---------- DOCUMENT TEXT ----------
To help the project navigate through this change under one shared voice, Harbinger developed a Communications Strategy and tactical plan   that provided consistent messaging, and delivery mechanisms to meet the pre-during and post launch needs of the project for both internal and external stakeholders.

Stakeholder Analysis and Management

Harbinger conducted one-on-one meetings with various leaders and middle managers across the business, coupled with group sessions with subject matter experts and front-line staff to extrapolate the insights needed to determine an approach that met Direct Energy's stakeholder engagement needs.

This analysis found that Direct Energy had a highly distributed workforce comprised of 600 employees, including staff based in Texas, with operations running out of Illinois and approximately 100 remote employees spread out across 50 States. In addition, Direct Energy’s workforce consisted of near and offshore sites encompassing third-party call center and support agents who either worked remotely or were based in Guatemala, El Salvador, and Kolkata. External stakeholders were also significantly impacted by the new technology platform. These groups included approximately 300 partner franchisees, a network of 3,500 contractors, 35,000 real estate agents and 500,000 customers.

Developing the Right Communications Plan  

By developing a detailed stakeholder map, Harbinger identified how each group within the business would be engaged, how to relay information to staff and external partners and customers and determine the frequency of message delivery. 
Multi-channel formats and integrated messaging were leveraged to maximize project and leadership visibility, reinforce information, celebrate wins, and boost employee morale.

A sample of the tactics included:  

  • Reimagined broadcast communication: Introducing a quarterly eNewsletter that featured messages from leadership, highlighted different employee profiles, and provided further details into project updates, key milestones, and practical tips to prepare for the upcoming launch.

  • Made data driven decisions about the message and messenger: Broadcast communications were released through the internal communication tool, Poppulo, the newsletter format tracked open rates, click-through rates, comments and other data to help inform future content and further refinement of communications planning and messaging.

  • Drove consistent and honest executive messaging: Crafting and distributing executive messages from senior leadership to build connection, keeping employees abreast of the progress being made on the project and acknowledge the efforts and dedication of employees.

  • Placed fun at the heart of the campaign: Reinforcing Direct Energy’s corporate values through gamification. A monthly contest with prizes was introduced where employees had an opportunity to recognize each other’s individual and team contributions that made a positive difference.

  • Recognized it takes a village: Hosting a blend of virtual/brick and mortar town halls that brought together approximately 300 employees impacted by the transformation from all offices, including those located at near and offshore locations to connect with leadership, share updates, celebrate wins, discuss challenges and ask project-related questions.
----------
TASKS TO COMPLETE =>
1) From the Direct Energy communications text, extract the passage starting with "By developing a" and going on through "of message delivery.".
2) List the external stakeholder groups that the Direct Energy communications text names, with the number it gives for each.
3) Proceed with the Direct Energy communications text from the point where it stops.
The material that follows is separate from the Direct Energy communications text.
---------- DATA EXCERPT ----------
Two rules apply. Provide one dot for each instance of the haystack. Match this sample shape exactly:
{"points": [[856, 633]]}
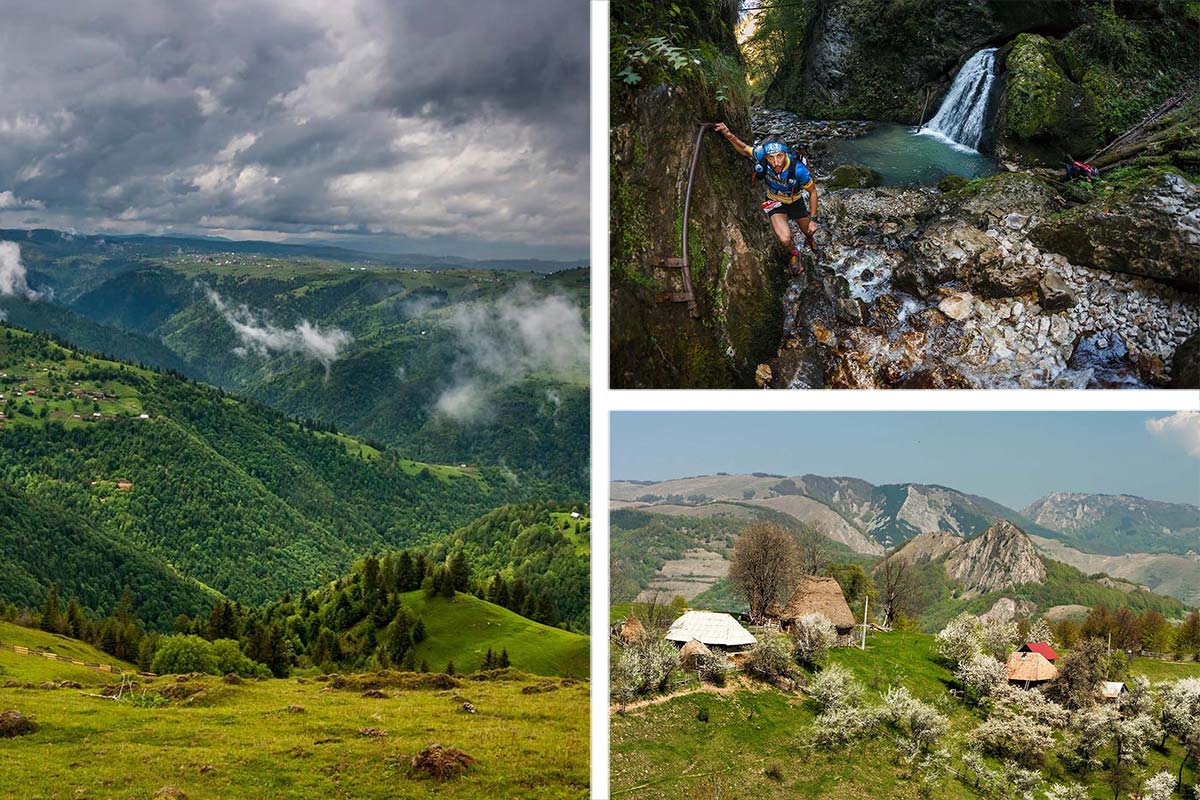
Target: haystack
{"points": [[1030, 668], [689, 653], [817, 595], [633, 632]]}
----------
OUTPUTS IN ORDER =>
1)
By developing a detailed stakeholder map, Harbinger identified how each group within the business would be engaged, how to relay information to staff and external partners and customers and determine the frequency of message delivery.

2)
- Partner franchisees: approximately 300
- Contractors: a network of 3,500
- Real estate agents: 35,000
- Customers: 500,000

3)
  • Introduced the power of social media: Leveraging Yammer as a social engagement tool that comprised of photos and team discussions to boost morale, increase dialogue, and recognize colleagues.​

Partnering With Leadership

Given the amount of disruption and history the project had over the past five years, it was paramount that the Direct Energy team kept staff informed and listened to their feedback.


Harbinger advised Direct Energy’s Executive team on what was required of them to build employee trust and be the champions of the change within their environment. Through weekly communication meetings with the Executive and Senior Leaders of the project, Harbinger was able to counsel leadership on the communication approaches, messaging and tone to make themselves more accessible to staff, celebrate progress and provide routine updates – regardless if they were positive or negative.

Pivot, Pivot, Pivot!

 

Despite having the best laid communication plan, circumstances required that Harbinger demonstrate its agility and creativity in unexpected ways. Leading up to and beyond the system launch, Direct Energy faced unprecedented and unexpected circumstances that required its communication efforts to be flexible.

 

The team rose to challenge in keeping leadership and employees motivated when they encountered the following setbacks:

  • Leading up to and on launch day, Direct Energy employees had to combat sub-zero temperatures, earthquakes, tsunamis, multi-day network outages, power-outages with back-up generators failing, which required regular communication updates to confirm the right course of action to ensure the system launched successfully.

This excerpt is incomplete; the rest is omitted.